Exercises:
**A)** Answer these three questions from the blog post on LinkedIn requests:
(i) About how many LinkedIn requests does the writer get each week?
(ii) What age does the writer give?
(iii) The Knicks are nicknamed after what?
**B)** Pick up the blog post on LinkedIn requests where it stops, and write a few more paragraphs in the same voice.

Document extract:
Tuesday, January 30, 2024

Strategizing.


I get about 100 LinkedIn requests a week.

And have for about ten years now.

These days, most people who want to connect are strangers to me.

You knock out the putative sex-workers and I still get 60 requests a week.

Of those 30 are friends of friends, or they've been recently fired. The remaining 30 are people who are trying to sell an agenda. They're usually trying to sell it hard.

Six months ago, they were all trying to sell me on the splendors of the Metaverse, or Web 3.0, or something. They have the zeal of true believers. They're converts. And like most converts, to rationalize, justify, and affirm the correctness of their belief, they have to get someone else to believe.

You see the same thing with TV shows, fashion trends, diets and political panacea.

I'm 66 years old and somehow I've overlooked the growing importance of colored caps and embossing technology. 


This, this, this is the thing that's going to change everything. 

And only I have it figured out. It's like applying "My Pillow" thinking to everything. It's "I have the secret. You must listen to me. Only I know the one true path." Culminating in the biggest of all lies--and the most repeated and the most evil--that everything else is dead.


That's the one that really rubs my goat the wrong way. As Faulkner said, "The past isn't dead. It is not even past." Nothing is ever dead. In fact, it seems like half our country believes the earth is flat, that the bible (the parts they like) is the literal truth and that following a paleo diet is good for you even though, the cavemen, the purported first-followers of the diet, died at about 25. So, about 400 years after the Enlightenment, we're still believing the the Medieval.

I was talking to a friend Friday night. We started like a lot of New Yorkers do with the glowing and resurgent Knicks, New York's basketball team nicknamed after the pants the early Dutch settlers to New York wore.

Saved data entries
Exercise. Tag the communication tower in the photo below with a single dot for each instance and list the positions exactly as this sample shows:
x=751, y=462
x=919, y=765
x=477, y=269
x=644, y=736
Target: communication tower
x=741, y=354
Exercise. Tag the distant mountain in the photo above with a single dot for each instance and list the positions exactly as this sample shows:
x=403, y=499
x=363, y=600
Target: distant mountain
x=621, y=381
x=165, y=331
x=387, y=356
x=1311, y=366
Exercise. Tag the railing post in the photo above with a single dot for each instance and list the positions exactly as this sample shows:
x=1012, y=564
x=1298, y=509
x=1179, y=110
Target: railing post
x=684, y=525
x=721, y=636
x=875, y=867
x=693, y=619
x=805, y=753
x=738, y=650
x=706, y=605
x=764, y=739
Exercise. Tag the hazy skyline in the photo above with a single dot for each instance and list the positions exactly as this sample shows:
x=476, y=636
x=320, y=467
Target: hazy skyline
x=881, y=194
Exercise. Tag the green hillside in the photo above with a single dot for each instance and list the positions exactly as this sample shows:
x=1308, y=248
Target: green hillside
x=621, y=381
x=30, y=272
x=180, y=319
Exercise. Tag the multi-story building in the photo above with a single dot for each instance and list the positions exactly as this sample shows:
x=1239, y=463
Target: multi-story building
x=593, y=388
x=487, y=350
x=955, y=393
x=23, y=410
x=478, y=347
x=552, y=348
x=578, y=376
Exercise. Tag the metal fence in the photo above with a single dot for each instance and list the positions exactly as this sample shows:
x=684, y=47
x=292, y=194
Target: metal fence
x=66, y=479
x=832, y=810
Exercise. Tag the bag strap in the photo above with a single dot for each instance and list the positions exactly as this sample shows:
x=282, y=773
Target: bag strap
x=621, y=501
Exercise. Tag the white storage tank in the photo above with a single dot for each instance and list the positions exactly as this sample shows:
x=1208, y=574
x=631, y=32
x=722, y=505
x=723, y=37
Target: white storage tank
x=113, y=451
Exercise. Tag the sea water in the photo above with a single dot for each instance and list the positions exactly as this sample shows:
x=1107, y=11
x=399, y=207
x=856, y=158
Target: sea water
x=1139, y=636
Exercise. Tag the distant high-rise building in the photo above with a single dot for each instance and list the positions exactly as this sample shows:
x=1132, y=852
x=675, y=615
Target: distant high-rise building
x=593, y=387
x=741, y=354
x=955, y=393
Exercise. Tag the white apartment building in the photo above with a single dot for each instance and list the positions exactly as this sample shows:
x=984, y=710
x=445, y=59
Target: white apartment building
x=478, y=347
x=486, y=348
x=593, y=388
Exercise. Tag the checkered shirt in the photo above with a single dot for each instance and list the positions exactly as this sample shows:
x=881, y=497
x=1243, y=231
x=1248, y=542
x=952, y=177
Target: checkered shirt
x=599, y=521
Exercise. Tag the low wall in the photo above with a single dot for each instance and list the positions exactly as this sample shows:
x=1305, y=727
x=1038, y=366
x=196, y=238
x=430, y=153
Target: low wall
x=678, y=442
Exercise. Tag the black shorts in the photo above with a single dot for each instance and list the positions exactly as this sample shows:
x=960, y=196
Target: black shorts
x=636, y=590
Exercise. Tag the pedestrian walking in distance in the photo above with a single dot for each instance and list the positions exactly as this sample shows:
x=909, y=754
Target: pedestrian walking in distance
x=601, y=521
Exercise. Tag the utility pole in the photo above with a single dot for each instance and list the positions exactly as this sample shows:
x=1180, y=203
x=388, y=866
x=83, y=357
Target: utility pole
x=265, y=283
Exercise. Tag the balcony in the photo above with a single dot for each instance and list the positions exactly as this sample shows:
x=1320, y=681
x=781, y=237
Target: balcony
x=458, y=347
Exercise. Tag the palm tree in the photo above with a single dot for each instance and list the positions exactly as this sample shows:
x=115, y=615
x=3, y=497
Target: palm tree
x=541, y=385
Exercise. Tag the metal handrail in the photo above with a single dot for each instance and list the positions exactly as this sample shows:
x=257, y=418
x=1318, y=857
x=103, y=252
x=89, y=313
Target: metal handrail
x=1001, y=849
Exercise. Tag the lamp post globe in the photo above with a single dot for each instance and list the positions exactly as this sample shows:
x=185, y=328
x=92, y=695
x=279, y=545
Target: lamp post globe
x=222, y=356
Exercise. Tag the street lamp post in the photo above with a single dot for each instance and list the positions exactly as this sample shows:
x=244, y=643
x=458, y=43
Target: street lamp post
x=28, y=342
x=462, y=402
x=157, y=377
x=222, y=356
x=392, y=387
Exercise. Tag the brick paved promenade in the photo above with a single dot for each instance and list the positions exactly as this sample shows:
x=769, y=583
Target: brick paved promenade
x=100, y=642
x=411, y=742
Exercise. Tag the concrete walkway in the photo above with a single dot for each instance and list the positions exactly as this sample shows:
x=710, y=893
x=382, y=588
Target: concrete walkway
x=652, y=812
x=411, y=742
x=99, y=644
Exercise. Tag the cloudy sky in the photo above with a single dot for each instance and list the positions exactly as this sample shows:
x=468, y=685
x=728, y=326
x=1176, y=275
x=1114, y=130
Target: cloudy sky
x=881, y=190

Solved tasks:
**A)**
(i) About 100.
(ii) 66.
(iii) The pants that the early Dutch settlers to New York wore.

**B)**
I said, "John, I haven't watched a second of the Knicks this year. I see how they're doing on The Athletic (a New York Times' sports site) but frankly, I no longer understand the language of the game. I don't know what anything means anymore. If I just read a description I'd have no clue what was going on. I have no idea what a wing is or a 3 and D or about 19 other terms that are an attempt to complicate a game that's essentially about putting a pig-bladder through a peach-basket."

It's the same game I played until I was 30. At that point I got beat up too much by knees and elbows that were the bread and jam of the local schoolyard game I played. I'd come home so bruised and beaten that it was jeopardizing in equal parts my life-expectancy and my marriage. It's the same game I played with an entirely new argot. 

In everything from advertising to politics to sports to whatever, we have made ourselves feel special and expert by creating a language of complication to fuzzy-ize it so we can feel our expertise is unique, valuable, maybe even commercializable.

Remember, it wasn't that long ago that advertising people were "influencers." Our work influenced people.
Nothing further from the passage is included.